### ИЗБРАННЫЙ ФРАГМЕНТ
--*--
Факт третий. Я стал помогать ещё одному классному аспиранту, но на этот раз в работе над рефератом диссертации (у нас это не автореферат, поэтому он может быть весьма длинным). Вот как развивались события. Первая итерация: 37 страниц, 82 замечания. Вторая итерация: 39 страниц, 21 замечание. Третья итерация: 40 страниц, четыре замечания. Четвертая итерация: 43 страницы, 80 замечаний. Пятая итерация: 44 страницы, 43 замечания. Шестая итерация: 46 страниц, 23 замечания. Седьмая итерация: 48 страниц: 13 замечаний. На этом я закончил мучить аспиранта и себя, так как, по моему мнению, текст стал нормальным. Общее число замечаний: 266. Все это произошло при условии, что, когда его руководитель (бывший мой аспирант) просил помочь этому молодому человеку, он охарактеризовал его, как весьма «упёртого», который обычно с чужим мнением не очень считается. В ходе описанной работы с этим молодым человеком я этого не почувствовал… Секрет прост: советы толковым людям нужно давать или по делу, или не давать вообще.
Остальные факты. То, что изложено выше, у меня бывает практически всегда, но раньше я никогда считал число итераций и число высказанных мной замечаний, а теперь решил посчитать и написать об этом, чтобы Вы знали, как пишут по-русски прекрасные IT-мальчики. Я думаю, что многие и не только мальчики, но и девочки, и не только из IT, пишут, документы значительно хуже.
В упомянутом выше реферате я на третьей итерации, в которой было всего четыре замечания, я обнаружил, что одно из положений, выносимых на защиту, написано некорректно. Напоминаю, что аспирант во всех отношениях отличный парень, но оказалось, что и за ним нужен «глаз да глаз». Если Вы не такой отличный «парень», то за Вашей работой руководитель, если он может и/или хочет, должен следить двумя глазами одновременно, а то и большим числом глаз, если они у него есть :-).
--*--
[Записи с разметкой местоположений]
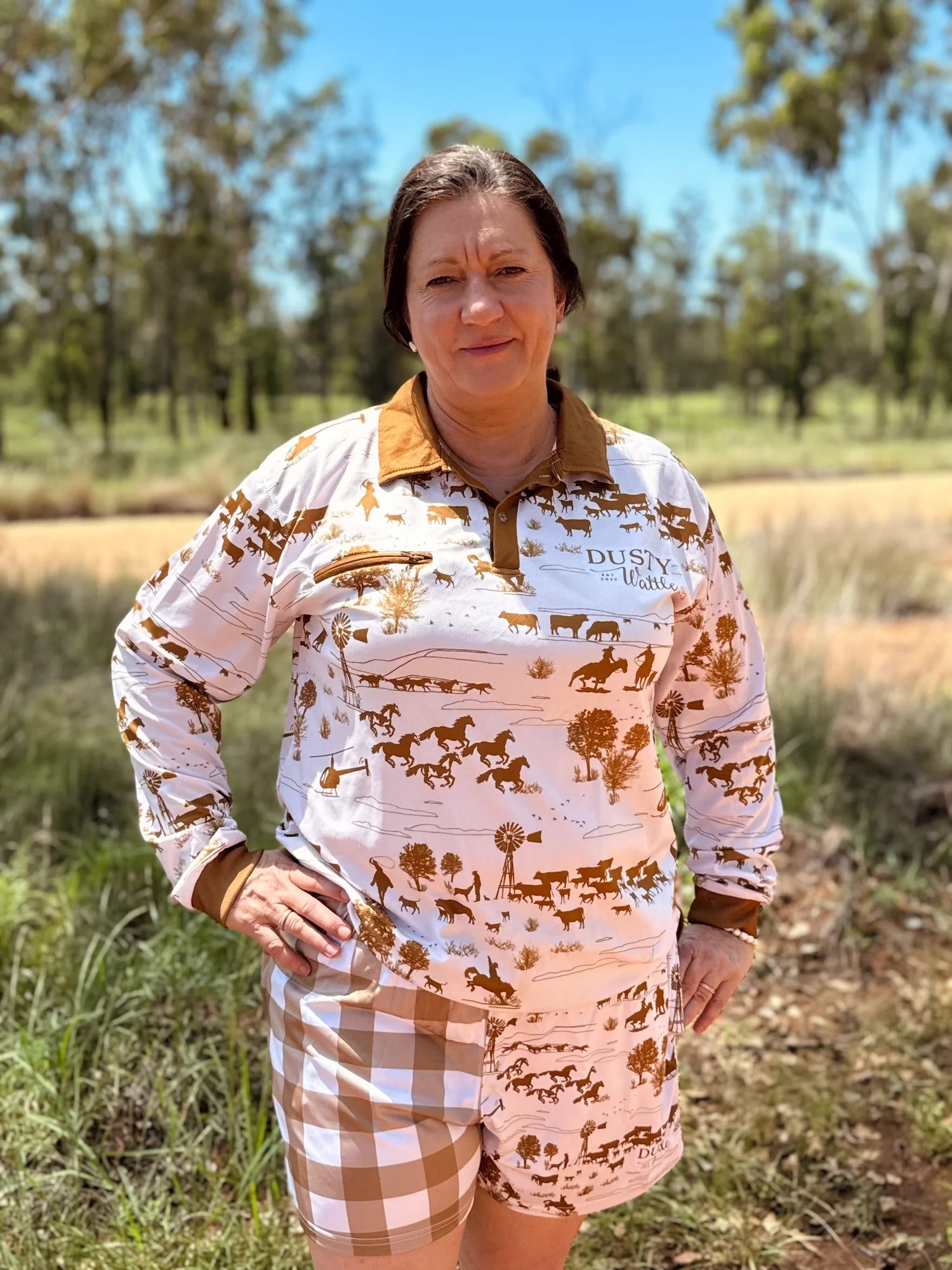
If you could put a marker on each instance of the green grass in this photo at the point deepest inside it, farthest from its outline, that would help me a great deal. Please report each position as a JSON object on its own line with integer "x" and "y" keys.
{"x": 51, "y": 472}
{"x": 135, "y": 1097}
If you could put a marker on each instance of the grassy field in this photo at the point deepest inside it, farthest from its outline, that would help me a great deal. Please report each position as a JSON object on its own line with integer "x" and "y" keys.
{"x": 138, "y": 1131}
{"x": 50, "y": 472}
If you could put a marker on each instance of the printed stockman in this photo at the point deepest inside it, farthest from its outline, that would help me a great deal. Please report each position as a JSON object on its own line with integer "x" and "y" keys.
{"x": 469, "y": 742}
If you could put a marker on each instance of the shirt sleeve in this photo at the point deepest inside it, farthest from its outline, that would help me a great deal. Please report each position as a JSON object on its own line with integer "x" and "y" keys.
{"x": 199, "y": 634}
{"x": 714, "y": 719}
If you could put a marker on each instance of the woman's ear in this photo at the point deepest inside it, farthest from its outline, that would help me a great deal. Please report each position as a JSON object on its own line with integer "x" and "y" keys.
{"x": 560, "y": 308}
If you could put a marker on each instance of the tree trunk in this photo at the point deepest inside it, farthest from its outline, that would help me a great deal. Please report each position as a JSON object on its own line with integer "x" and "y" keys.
{"x": 940, "y": 313}
{"x": 106, "y": 370}
{"x": 251, "y": 415}
{"x": 220, "y": 387}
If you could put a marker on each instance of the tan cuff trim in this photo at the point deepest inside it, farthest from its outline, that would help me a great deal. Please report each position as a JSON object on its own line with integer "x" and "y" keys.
{"x": 221, "y": 879}
{"x": 711, "y": 909}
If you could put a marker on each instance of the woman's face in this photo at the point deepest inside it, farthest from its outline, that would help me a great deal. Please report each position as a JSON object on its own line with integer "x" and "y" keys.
{"x": 482, "y": 298}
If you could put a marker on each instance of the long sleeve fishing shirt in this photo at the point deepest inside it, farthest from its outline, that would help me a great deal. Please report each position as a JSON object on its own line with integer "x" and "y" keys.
{"x": 477, "y": 685}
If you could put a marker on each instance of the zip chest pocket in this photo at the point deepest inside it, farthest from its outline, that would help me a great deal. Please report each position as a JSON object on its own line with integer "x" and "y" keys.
{"x": 369, "y": 561}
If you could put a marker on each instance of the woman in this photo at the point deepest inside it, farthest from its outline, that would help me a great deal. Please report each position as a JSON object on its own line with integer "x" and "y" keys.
{"x": 473, "y": 968}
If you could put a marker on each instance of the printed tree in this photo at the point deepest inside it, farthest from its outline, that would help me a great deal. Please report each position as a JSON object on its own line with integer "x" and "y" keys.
{"x": 529, "y": 1149}
{"x": 591, "y": 735}
{"x": 376, "y": 929}
{"x": 723, "y": 670}
{"x": 402, "y": 600}
{"x": 451, "y": 866}
{"x": 637, "y": 739}
{"x": 643, "y": 1059}
{"x": 727, "y": 629}
{"x": 414, "y": 957}
{"x": 367, "y": 578}
{"x": 697, "y": 656}
{"x": 307, "y": 698}
{"x": 618, "y": 770}
{"x": 417, "y": 862}
{"x": 202, "y": 707}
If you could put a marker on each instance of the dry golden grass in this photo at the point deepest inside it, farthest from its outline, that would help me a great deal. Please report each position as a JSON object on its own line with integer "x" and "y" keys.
{"x": 912, "y": 656}
{"x": 136, "y": 545}
{"x": 744, "y": 506}
{"x": 115, "y": 547}
{"x": 906, "y": 657}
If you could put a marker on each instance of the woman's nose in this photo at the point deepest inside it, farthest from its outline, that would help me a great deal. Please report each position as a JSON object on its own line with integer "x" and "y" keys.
{"x": 480, "y": 302}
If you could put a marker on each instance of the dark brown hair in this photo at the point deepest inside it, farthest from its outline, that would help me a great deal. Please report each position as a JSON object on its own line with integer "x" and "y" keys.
{"x": 455, "y": 173}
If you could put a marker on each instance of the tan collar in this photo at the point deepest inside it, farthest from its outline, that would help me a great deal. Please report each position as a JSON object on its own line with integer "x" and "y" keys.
{"x": 409, "y": 444}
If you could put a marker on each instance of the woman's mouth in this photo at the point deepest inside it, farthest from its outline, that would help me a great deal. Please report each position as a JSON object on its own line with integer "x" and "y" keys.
{"x": 488, "y": 349}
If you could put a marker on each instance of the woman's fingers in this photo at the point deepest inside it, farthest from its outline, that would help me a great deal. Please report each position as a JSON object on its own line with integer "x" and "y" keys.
{"x": 312, "y": 935}
{"x": 282, "y": 953}
{"x": 317, "y": 885}
{"x": 317, "y": 914}
{"x": 713, "y": 1008}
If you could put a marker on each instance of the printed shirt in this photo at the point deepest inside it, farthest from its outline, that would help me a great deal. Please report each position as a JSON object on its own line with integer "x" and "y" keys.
{"x": 469, "y": 739}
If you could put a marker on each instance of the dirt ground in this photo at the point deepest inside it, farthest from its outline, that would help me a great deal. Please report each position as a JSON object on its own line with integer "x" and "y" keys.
{"x": 854, "y": 996}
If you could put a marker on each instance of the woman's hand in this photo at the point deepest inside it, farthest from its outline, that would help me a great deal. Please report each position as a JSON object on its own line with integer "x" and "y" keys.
{"x": 280, "y": 886}
{"x": 711, "y": 957}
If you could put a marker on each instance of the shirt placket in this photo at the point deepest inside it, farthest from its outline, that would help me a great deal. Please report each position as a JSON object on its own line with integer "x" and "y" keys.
{"x": 505, "y": 514}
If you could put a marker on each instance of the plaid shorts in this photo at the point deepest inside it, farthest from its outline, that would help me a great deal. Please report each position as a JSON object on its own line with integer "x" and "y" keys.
{"x": 395, "y": 1104}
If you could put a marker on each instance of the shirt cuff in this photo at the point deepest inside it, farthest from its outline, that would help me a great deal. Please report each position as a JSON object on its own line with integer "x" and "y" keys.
{"x": 221, "y": 879}
{"x": 711, "y": 909}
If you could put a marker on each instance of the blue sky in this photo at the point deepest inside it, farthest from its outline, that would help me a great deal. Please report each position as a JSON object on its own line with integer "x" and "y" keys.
{"x": 635, "y": 82}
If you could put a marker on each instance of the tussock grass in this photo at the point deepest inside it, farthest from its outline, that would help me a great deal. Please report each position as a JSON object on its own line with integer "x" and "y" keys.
{"x": 53, "y": 472}
{"x": 135, "y": 1095}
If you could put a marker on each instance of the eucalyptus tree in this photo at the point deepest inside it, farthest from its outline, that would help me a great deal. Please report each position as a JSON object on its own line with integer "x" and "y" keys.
{"x": 816, "y": 79}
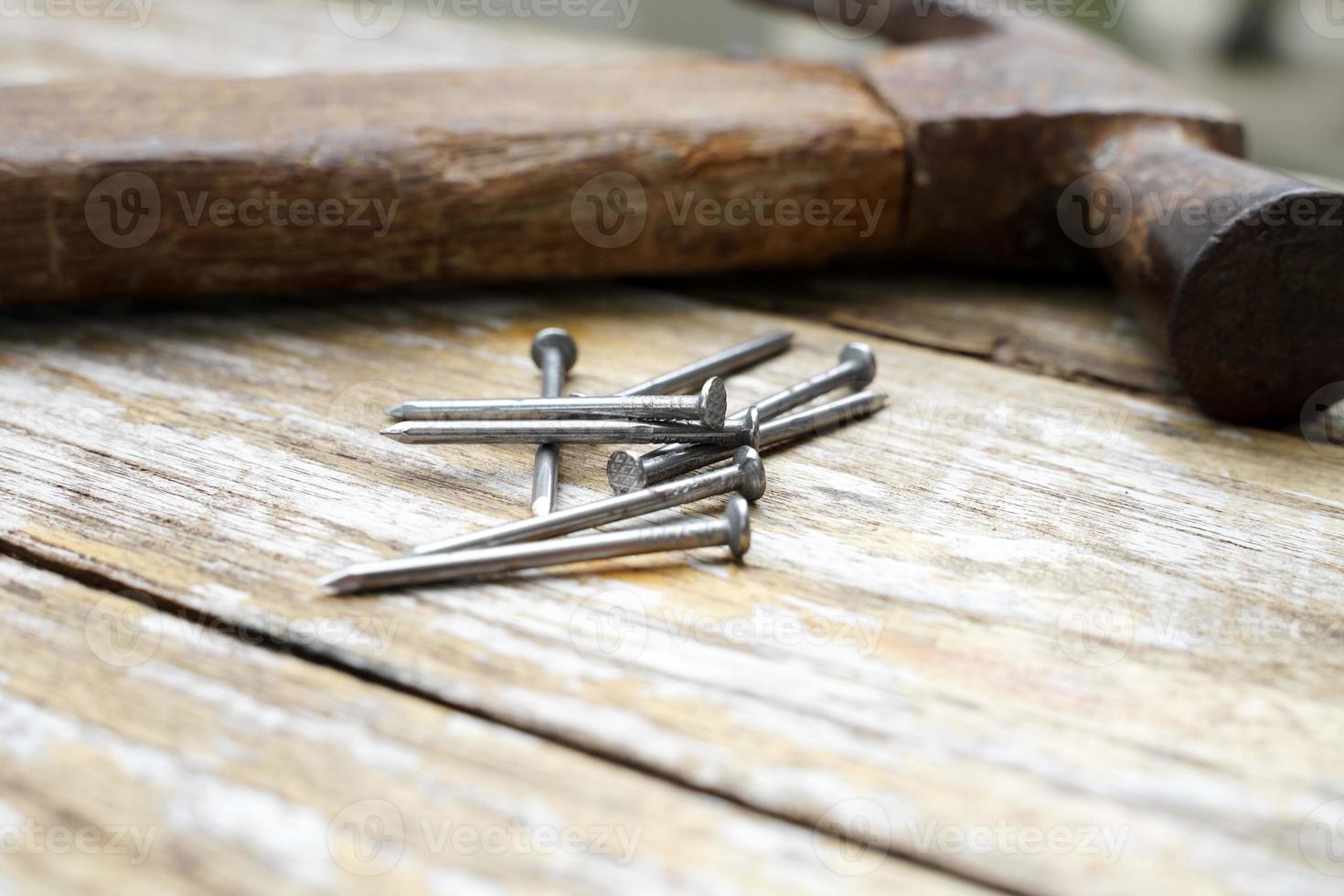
--*--
### ВЫПОЛНИТЕ ЗАДАНИЯ
- A) Обновите часть текста о реферате от «В упомянутом выше» до «него есть :-).», заменив «аспирант» на «соискатель».
- B) Перечислите по порядку числа замечаний, указанные в тексте о реферате для каждой итерации.

### ОТВЕТЫ К УПРАЖНЕНИЮ
- A)
В упомянутом выше реферате я на третьей итерации, в которой было всего четыре замечания, я обнаружил, что одно из положений, выносимых на защиту, написано некорректно. Напоминаю, что соискатель во всех отношениях отличный парень, но оказалось, что и за ним нужен «глаз да глаз». Если Вы не такой отличный «парень», то за Вашей работой руководитель, если он может и/или хочет, должен следить двумя глазами одновременно, а то и большим числом глаз, если они у него есть :-).

- B) 82, 21, 4, 80, 43, 23, 13